**STATED EXERCISE**. Rewrite the lines below, substituting "rock reflection in water" for every occurrence of "cliff reflection in water" and leaving everything else unchanged. Omit the pictures from your answer.
────────────────
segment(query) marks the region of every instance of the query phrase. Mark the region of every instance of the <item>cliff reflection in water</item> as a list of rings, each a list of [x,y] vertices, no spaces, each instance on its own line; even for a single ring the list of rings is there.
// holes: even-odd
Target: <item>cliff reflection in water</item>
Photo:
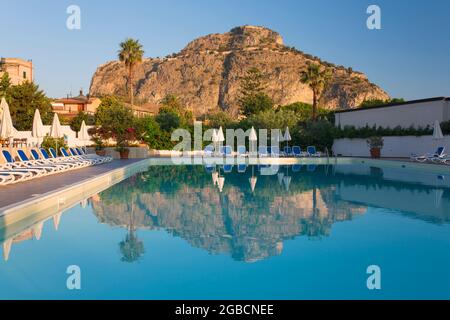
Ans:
────────────────
**EXERCISE SOLUTION**.
segment(query) marks the region of every instance of the query phrase. Mark the region of every instance of the <item>rock reflection in water</item> as a list of rings, each a list of [x,y] vertices, no spaces, each instance on its own line; even for a single ring the list of rings is there.
// holes: even-odd
Target: <item>rock reflection in water</item>
Photo:
Ans:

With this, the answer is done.